Exercise: Make an exact copy of the entries below with the pictures removed.

>> BEGIN Dataset records

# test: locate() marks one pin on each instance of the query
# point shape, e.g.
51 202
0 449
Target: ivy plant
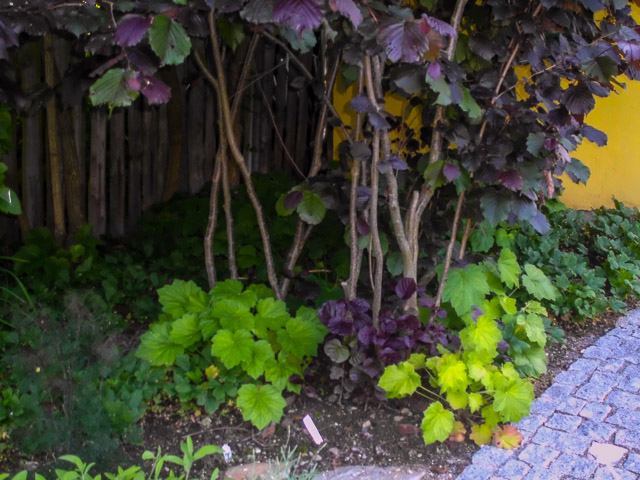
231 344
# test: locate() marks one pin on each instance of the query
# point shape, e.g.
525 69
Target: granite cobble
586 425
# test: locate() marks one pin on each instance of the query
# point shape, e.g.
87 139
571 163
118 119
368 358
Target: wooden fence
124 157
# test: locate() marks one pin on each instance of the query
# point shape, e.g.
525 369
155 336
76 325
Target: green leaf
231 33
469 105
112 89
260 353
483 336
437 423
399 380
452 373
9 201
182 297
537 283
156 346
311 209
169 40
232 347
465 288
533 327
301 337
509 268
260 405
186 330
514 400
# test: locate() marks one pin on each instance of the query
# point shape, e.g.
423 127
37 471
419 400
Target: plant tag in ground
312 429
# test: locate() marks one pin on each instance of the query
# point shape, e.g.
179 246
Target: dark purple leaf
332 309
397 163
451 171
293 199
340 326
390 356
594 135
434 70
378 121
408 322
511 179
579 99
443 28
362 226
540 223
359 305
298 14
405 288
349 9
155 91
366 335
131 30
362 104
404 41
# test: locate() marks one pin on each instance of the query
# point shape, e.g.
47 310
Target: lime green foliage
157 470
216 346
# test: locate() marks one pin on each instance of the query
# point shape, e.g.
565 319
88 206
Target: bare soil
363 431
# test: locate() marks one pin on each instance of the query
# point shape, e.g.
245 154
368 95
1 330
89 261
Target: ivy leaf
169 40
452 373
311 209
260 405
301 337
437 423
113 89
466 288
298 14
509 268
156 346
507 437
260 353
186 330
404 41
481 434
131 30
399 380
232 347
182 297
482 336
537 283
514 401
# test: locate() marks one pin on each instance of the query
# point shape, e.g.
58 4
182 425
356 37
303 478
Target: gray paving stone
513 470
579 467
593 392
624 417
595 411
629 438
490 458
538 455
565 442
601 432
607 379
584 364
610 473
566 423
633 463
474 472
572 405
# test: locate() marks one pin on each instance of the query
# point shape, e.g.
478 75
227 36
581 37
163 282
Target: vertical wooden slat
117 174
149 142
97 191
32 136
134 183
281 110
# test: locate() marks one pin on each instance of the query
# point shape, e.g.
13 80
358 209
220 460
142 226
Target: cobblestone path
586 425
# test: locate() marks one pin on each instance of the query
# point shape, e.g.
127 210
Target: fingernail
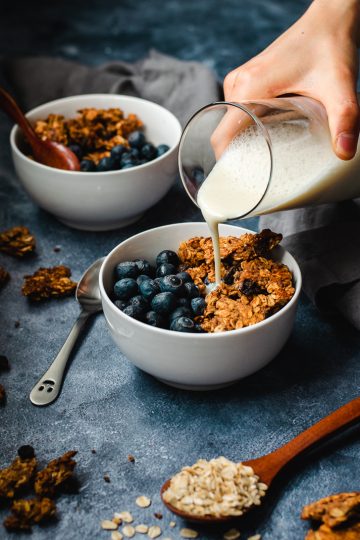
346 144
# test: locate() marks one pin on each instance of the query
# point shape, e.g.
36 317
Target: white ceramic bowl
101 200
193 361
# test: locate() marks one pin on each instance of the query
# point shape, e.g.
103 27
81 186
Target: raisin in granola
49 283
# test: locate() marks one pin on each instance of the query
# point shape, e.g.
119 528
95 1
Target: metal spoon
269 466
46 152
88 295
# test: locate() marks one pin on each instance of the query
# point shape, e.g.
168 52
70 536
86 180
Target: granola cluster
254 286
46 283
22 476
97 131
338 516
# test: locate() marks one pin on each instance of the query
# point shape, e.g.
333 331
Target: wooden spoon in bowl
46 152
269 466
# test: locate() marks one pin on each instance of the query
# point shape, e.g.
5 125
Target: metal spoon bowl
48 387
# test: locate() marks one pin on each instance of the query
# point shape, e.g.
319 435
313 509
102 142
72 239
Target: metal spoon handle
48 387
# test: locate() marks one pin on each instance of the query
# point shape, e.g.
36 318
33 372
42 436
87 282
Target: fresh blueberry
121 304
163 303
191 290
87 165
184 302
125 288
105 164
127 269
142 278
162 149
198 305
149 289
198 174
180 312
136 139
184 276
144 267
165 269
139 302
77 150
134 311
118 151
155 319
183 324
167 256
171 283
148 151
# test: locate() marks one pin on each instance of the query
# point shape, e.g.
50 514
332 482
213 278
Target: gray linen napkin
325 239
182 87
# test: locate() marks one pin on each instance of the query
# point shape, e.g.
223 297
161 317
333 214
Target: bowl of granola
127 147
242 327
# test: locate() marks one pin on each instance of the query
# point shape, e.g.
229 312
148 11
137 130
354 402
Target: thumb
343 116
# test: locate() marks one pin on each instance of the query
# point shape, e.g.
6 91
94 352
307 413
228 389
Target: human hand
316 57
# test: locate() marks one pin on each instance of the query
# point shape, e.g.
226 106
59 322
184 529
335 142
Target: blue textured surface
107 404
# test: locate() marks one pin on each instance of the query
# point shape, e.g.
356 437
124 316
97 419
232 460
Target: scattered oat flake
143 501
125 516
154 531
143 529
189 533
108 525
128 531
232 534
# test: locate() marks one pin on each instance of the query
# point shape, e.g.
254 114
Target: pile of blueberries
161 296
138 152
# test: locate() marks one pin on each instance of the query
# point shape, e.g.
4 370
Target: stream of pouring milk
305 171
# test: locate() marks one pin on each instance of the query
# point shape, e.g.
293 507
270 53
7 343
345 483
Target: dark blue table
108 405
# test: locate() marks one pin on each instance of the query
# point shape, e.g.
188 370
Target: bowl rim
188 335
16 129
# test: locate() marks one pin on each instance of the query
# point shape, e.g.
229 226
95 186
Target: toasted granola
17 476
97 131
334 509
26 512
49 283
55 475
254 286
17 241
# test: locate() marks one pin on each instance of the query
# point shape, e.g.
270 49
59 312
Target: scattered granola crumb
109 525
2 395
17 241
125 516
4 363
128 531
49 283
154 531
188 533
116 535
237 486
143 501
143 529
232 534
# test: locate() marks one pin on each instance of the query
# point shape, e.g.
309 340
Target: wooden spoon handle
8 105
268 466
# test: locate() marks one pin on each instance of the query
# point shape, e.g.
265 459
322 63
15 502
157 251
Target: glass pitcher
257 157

>> END Dataset records

Output of the task:
# test: locate() marks one pin on each instance of the query
# point shape, e.g.
51 202
0 449
Target: ivy plant
231 344
# test: locate() marks one pin on each instance of the query
# point shape, e.g.
525 69
Target: granite cobble
586 425
# test: locate() marks one pin on each instance of the query
# point shape, e.g.
87 139
571 163
118 119
368 358
Target: wooden fence
124 157
# test: locate() marks one pin on each instance of the query
# point shape, e.g.
525 369
155 336
76 325
Target: green leaf
231 33
469 105
112 89
260 353
483 336
437 423
399 380
452 373
9 201
182 297
537 283
156 346
311 209
169 40
232 347
465 288
533 327
301 337
509 268
260 405
186 330
514 400
# test: locate() marks one pin on each instance of the query
# point shape, e.g.
423 127
37 471
419 400
Target: plant tag in ground
312 429
# test: locate() marks one pin on each instance of the query
# point shape, e.g.
179 246
Target: dark purple leaf
332 309
397 163
451 171
293 199
340 326
390 356
594 135
434 70
378 121
408 322
511 179
579 99
443 28
362 226
540 223
359 305
298 14
405 288
349 9
155 91
366 335
131 30
362 104
404 41
# test: locate() marks one pin on each instance of the query
# point shape, e.g.
47 310
Target: lime green foliage
157 470
216 346
# test: locate() marks one pin on each instance of the query
# point shape, e.g.
565 319
88 206
Target: bare soil
363 431
# test: locate() marks one pin on each instance of the query
# point shape, e.g.
245 154
368 95
1 330
89 261
Target: ivy leaf
169 40
452 373
311 209
260 405
301 337
437 423
113 89
466 288
298 14
509 268
156 346
507 437
260 353
186 330
404 41
481 434
131 30
399 380
232 347
182 297
482 336
537 283
514 401
# test: locate() marks one pin on each instance of the query
# point shape, e.g.
58 4
182 425
356 37
303 478
Target: gray paving stone
513 470
579 467
593 392
624 417
595 411
629 438
490 458
538 455
565 442
601 432
607 379
584 364
610 473
566 423
633 463
474 472
572 405
# test: locate() marks one pin on each instance of the query
# point shape, e.g.
478 75
227 36
581 37
163 282
Target: vertical wooden slat
117 174
149 142
97 191
32 136
134 183
281 110
# test: locate() marks one pin on each instance of the query
# point shape, e.g.
13 80
358 209
220 460
142 226
Target: cobblestone path
586 425
# test: locate() marks one pin on each instance of the query
# point shape, e.g.
127 210
Target: fingernail
346 144
# test: locate() marks one pin on each instance of the query
# point shape, e.g.
36 317
Target: white ceramic bowl
101 200
193 361
# test: locate() marks one pin on each instance of the query
# point shape, e.g.
103 27
81 186
Target: raisin in granola
49 283
# test: locate() marks one pin on each instance of the query
# point shape, e.g.
119 528
95 1
Target: metal spoon
269 466
46 152
88 295
# test: locate() marks one pin on each instance of the query
# point shape, e.g.
168 52
70 536
86 180
Target: granola cluster
254 286
46 283
22 476
97 131
338 516
# test: locate() marks one pin on each instance of the query
# point shape, e.g.
333 331
Target: wooden spoon in bowl
46 152
269 466
# test: locate() marks one pin on each instance of the query
# point shape, e.g.
5 125
Target: metal spoon bowl
48 387
# test: locate() marks one pin on each instance of the query
# point shape, e.g.
319 435
313 509
102 142
72 239
Target: metal spoon handle
48 387
# test: locate() marks one pin on each instance of the query
# point shape, e.g.
36 318
33 372
42 436
87 282
Target: fresh blueberry
121 304
163 303
191 290
87 165
184 302
125 288
105 164
127 269
142 278
162 149
198 305
149 289
198 174
180 312
136 139
184 276
144 267
165 269
139 302
77 150
134 311
118 151
155 319
183 324
167 256
171 283
148 151
# test: locate() marks one pin on each instance of the query
# point shape, e.g.
50 514
332 482
213 278
Target: gray linen napkin
325 239
182 87
# test: locate() marks one pin on each instance of the query
# point shape, e.g.
223 297
161 317
333 214
Target: bowl of granola
127 147
242 327
# test: locate() marks one pin on each instance of the query
# point shape, e.g.
229 312
148 11
137 130
354 402
Target: thumb
343 116
# test: locate() marks one pin on each instance of the query
# point shape, e.g.
6 91
94 352
307 413
228 389
Target: human hand
316 57
# test: locate() marks one pin on each instance of the query
# point shape, e.g.
226 106
59 322
184 529
335 142
Target: blue textured surface
107 404
# test: locate() marks one pin on each instance of the query
# point shape, e.g.
356 437
124 316
97 419
232 460
Target: scattered oat flake
143 501
125 516
154 531
143 529
189 533
108 525
128 531
232 534
# test: locate() marks one pin on each instance of the query
# point shape, e.g.
254 114
Target: pile of blueberries
161 296
138 152
# test: locate() marks one pin on each instance of the query
# point shape, e.g.
4 370
Target: stream of pouring milk
305 171
# test: locate() marks one pin on each instance of the query
# point shape, e.g.
293 507
270 53
7 343
345 483
Target: dark blue table
108 405
# test: locate() marks one pin on each instance of the query
# point shape, e.g.
188 370
Target: bowl rim
188 335
16 129
# test: locate() marks one pin on each instance of the query
# point shape, e.g.
229 226
95 186
Target: toasted granola
17 476
97 131
334 509
26 512
49 283
55 475
254 286
17 241
# test: locate() marks one pin on each instance of the query
# point shape, e.g.
270 49
59 312
Target: scattered granola crumb
109 525
2 395
17 241
125 516
4 363
128 531
49 283
154 531
188 533
116 535
237 486
143 501
143 529
232 534
# test: locate() marks one pin on each instance of the query
# point shape, e.g.
309 340
Target: wooden spoon handle
8 105
268 466
# test: locate() marks one pin on each instance of the query
# point shape, e.g.
265 459
322 63
15 502
157 251
Target: glass pitcher
257 157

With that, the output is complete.